** TEXT BLOCK **

I still believe this. And I still believe Austin Hooper to be a volume-based JAG at tight end. Unfortunately, poor David Njoku is a bust at this point, after missing just under half of the games in the last two seasons and averaging fewer than two targets per game in the games he did play. That leaves Harrison Bryant as the tight end with the most upside in this passing game. And with a relatively shallow wide receiver room, there could be plenty of tight end targets to go around.
This is a deep, deep play, and unless it’s abundantly clear he will get involved from preseason games and camp reports, you can ignore Bryant. But it’s not often you find a tight end outside of The Blob™ that has this kind of upside.
Breakout: Baker Mayfield, Quarterback (QB16, 134 OVR)

** GIVEN ENTRIES **
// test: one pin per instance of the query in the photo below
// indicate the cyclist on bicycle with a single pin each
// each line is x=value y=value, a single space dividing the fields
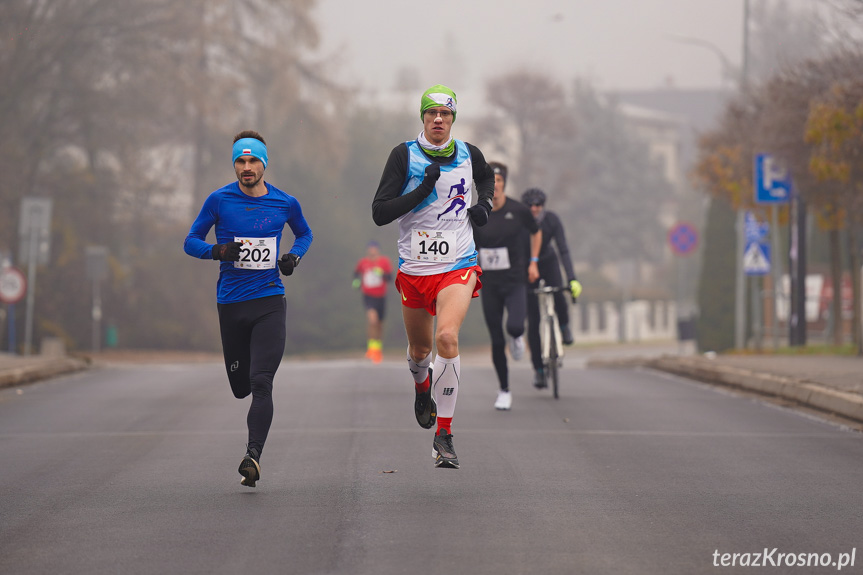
x=549 y=270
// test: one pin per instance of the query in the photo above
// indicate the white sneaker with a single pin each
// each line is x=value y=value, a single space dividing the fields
x=516 y=348
x=504 y=401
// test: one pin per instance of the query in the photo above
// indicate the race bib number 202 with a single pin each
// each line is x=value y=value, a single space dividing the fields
x=257 y=253
x=433 y=245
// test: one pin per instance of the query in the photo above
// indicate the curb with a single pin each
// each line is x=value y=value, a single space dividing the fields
x=804 y=392
x=41 y=370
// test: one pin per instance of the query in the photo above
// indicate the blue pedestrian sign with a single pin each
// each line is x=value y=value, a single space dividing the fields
x=772 y=181
x=683 y=238
x=756 y=259
x=756 y=255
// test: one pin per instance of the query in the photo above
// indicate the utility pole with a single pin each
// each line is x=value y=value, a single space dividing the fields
x=740 y=279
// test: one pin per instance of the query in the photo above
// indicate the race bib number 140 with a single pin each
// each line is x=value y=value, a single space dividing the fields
x=257 y=253
x=433 y=245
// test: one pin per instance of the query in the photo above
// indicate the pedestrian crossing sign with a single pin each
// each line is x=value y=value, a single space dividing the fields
x=756 y=259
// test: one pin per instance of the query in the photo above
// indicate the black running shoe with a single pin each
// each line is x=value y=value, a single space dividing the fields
x=250 y=469
x=424 y=406
x=443 y=451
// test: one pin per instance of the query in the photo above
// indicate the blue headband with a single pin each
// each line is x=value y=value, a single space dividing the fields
x=250 y=147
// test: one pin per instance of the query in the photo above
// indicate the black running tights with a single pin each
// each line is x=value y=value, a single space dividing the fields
x=253 y=343
x=511 y=297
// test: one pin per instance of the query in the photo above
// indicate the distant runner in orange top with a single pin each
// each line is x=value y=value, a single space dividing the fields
x=371 y=276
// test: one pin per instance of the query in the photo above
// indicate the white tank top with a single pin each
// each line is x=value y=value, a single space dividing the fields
x=436 y=236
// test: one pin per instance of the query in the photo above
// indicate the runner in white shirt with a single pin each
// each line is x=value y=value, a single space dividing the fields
x=427 y=185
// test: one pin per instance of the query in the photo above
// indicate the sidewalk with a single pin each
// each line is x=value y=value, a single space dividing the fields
x=830 y=384
x=20 y=370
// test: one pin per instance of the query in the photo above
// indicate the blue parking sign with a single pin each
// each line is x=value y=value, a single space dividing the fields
x=772 y=180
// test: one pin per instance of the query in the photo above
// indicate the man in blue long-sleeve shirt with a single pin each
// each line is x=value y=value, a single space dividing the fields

** EXERCISE INSTRUCTIONS **
Please repeat, word for word, the part of the fantasy football text that opens with the words containing "I still believe this." and closes with "to go around.".

** SOLUTION TO THE EXERCISE **
I still believe this. And I still believe Austin Hooper to be a volume-based JAG at tight end. Unfortunately, poor David Njoku is a bust at this point, after missing just under half of the games in the last two seasons and averaging fewer than two targets per game in the games he did play. That leaves Harrison Bryant as the tight end with the most upside in this passing game. And with a relatively shallow wide receiver room, there could be plenty of tight end targets to go around.